**Objectifs:**
**a.** Transcrivez intégralement le texte décrivant la salle de jonction entre les RER A et D.
**b.** Repérez toutes les lignes des enregistrements qui contiennent la chaîne « ceiling » et recopiez-les, en respectant la casse.

**Texte source:**
┄┄┄┄┄┄

Il était une fois un milieu d’après midi de semaine ordinaire dans la salle de jonction à l’étage, vous savez, ce lieu de passage obligé entre les RER A et D, la ligne 14 et la sortie vers les grandes lignes.

D’abord ici, pas d’invitation aux voyages à faire rêver dans ce lieu dit d’échange qui doit être neutre pour rester fluide ? tant il est “sollicité et approché” par nombre d’emprunteurs quotidiennement.

Cet espace tout carrelé de blanc virant au gris souris est aussi attrayant que des WC publics. Tout y est est conçu pour se confondre allègrement avec la morosité ambiante. C’est au moins une raison pour ne pas avoir envie de s’y attarder même s’il y fait moins froid que sur les quais du RER D ventilés par sa trouée à l’air libre toute proche en direction de la banlieue sud.

Une odeur forcée de viennoiserie y plane à toute heure  salariale réglementaire type “35 heures” émanant du stand tout proche, sémaphore de vie et seul lieu animé d’un semblant de convivialité.

┄┄┄┄┄┄

**Enregistrements de données:**
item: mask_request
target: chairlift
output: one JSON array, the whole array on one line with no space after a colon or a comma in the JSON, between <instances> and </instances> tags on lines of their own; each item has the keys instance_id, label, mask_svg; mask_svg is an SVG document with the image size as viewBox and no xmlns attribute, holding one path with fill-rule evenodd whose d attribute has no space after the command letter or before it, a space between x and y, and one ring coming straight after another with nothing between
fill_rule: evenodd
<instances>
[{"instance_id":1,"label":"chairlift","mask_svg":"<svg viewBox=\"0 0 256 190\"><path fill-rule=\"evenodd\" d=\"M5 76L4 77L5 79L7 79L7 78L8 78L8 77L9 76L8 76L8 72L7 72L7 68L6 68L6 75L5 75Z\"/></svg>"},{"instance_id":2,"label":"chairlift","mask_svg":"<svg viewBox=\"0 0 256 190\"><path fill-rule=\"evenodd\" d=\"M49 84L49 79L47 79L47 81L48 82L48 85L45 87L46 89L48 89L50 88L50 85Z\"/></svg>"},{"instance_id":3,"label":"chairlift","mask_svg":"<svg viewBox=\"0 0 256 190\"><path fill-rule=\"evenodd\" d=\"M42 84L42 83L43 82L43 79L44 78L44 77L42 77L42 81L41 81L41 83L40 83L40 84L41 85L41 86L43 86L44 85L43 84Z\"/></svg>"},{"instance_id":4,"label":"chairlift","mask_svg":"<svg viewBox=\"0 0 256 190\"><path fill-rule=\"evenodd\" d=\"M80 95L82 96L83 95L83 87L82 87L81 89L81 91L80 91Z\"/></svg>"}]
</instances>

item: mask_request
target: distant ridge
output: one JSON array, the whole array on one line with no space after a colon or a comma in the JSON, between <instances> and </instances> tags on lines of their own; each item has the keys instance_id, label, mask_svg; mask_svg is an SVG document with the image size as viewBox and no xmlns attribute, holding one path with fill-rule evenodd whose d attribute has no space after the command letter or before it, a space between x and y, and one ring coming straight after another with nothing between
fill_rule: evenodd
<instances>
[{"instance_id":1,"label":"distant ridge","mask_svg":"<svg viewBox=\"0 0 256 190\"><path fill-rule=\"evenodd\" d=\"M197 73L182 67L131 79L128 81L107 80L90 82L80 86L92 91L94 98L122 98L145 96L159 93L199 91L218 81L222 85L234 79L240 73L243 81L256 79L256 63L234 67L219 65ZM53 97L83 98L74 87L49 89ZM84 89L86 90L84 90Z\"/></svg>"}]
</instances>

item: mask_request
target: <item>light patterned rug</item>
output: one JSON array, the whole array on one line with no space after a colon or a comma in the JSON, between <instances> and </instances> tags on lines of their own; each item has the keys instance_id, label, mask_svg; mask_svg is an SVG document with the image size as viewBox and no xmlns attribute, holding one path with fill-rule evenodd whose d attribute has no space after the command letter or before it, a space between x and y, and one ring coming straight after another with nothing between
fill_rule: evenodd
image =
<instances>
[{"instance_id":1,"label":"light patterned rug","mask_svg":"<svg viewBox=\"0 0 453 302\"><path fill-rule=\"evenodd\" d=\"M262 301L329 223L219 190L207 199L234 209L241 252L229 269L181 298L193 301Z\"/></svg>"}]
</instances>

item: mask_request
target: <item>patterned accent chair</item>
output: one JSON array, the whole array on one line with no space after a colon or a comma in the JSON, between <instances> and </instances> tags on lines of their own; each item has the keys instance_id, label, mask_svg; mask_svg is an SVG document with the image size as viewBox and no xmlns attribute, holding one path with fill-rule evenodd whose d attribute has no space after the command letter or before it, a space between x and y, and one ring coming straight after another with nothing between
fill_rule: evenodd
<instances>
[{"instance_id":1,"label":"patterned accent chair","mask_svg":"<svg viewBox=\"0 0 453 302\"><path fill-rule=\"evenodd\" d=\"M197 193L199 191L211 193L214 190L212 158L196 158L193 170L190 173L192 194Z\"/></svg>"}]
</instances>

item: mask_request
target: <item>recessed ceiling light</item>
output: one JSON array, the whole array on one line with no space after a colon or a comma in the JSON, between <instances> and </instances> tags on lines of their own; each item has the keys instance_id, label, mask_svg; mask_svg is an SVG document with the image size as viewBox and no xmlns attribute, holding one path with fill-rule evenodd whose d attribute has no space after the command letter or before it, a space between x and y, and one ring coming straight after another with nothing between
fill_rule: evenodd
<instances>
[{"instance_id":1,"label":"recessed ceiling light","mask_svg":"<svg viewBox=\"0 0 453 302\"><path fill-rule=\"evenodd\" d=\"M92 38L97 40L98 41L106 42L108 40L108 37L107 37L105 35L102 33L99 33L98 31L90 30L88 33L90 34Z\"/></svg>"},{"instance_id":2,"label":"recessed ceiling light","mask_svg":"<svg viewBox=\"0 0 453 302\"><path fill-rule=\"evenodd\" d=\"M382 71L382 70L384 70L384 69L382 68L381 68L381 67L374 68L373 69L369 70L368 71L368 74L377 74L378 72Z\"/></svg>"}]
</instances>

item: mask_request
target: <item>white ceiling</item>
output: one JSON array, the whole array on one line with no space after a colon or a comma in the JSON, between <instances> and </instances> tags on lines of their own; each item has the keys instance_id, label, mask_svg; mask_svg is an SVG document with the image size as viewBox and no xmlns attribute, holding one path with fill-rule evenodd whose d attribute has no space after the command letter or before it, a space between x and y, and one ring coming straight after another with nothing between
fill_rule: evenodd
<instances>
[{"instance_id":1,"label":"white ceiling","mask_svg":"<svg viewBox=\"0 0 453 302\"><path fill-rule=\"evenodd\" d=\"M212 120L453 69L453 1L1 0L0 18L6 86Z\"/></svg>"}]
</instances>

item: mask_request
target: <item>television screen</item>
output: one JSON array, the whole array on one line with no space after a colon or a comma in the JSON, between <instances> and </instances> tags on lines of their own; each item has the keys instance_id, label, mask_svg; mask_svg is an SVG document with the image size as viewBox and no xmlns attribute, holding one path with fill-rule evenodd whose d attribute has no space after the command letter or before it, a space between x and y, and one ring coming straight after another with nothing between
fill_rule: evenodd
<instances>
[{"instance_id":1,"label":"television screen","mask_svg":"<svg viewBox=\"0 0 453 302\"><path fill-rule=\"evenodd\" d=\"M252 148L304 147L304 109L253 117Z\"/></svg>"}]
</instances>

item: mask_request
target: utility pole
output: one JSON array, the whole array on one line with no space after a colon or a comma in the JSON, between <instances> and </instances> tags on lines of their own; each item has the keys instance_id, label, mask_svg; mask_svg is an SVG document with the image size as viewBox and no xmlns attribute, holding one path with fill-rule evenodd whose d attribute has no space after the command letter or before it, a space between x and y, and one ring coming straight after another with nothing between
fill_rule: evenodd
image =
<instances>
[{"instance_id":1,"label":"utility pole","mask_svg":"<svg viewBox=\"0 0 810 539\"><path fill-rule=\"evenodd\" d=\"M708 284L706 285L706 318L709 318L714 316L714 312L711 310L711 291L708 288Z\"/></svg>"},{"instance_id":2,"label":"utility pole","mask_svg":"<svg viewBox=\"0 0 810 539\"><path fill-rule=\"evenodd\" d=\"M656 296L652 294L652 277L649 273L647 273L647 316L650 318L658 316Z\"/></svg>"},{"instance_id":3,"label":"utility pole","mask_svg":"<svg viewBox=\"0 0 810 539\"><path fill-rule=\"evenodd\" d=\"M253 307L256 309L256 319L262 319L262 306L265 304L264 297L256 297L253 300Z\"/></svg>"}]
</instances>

┄┄┄┄┄┄

**Corrigés:**
**a.**
Il était une fois un milieu d’après midi de semaine ordinaire dans la salle de jonction à l’étage, vous savez, ce lieu de passage obligé entre les RER A et D, la ligne 14 et la sortie vers les grandes lignes.

D’abord ici, pas d’invitation aux voyages à faire rêver dans ce lieu dit d’échange qui doit être neutre pour rester fluide ? tant il est “sollicité et approché” par nombre d’emprunteurs quotidiennement.

Cet espace tout carrelé de blanc virant au gris souris est aussi attrayant que des WC publics. Tout y est est conçu pour se confondre allègrement avec la morosité ambiante. C’est au moins une raison pour ne pas avoir envie de s’y attarder même s’il y fait moins froid que sur les quais du RER D ventilés par sa trouée à l’air libre toute proche en direction de la banlieue sud.

Une odeur forcée de viennoiserie y plane à toute heure  salariale réglementaire type “35 heures” émanant du stand tout proche, sémaphore de vie et seul lieu animé d’un semblant de convivialité.

**b.**
target: <item>recessed ceiling light</item>
[{"instance_id":1,"label":"recessed ceiling light","mask_svg":"<svg viewBox=\"0 0 453 302\"><path fill-rule=\"evenodd\" d=\"M92 38L97 40L98 41L106 42L108 40L108 37L107 37L105 35L102 33L99 33L98 31L90 30L88 33L90 34Z\"/></svg>"},{"instance_id":2,"label":"recessed ceiling light","mask_svg":"<svg viewBox=\"0 0 453 302\"><path fill-rule=\"evenodd\" d=\"M382 71L382 70L384 70L384 69L382 68L381 68L381 67L374 68L373 69L369 70L368 71L368 74L377 74L378 72Z\"/></svg>"}]
target: <item>white ceiling</item>
[{"instance_id":1,"label":"white ceiling","mask_svg":"<svg viewBox=\"0 0 453 302\"><path fill-rule=\"evenodd\" d=\"M212 120L453 69L453 1L1 0L0 18L6 86Z\"/></svg>"}]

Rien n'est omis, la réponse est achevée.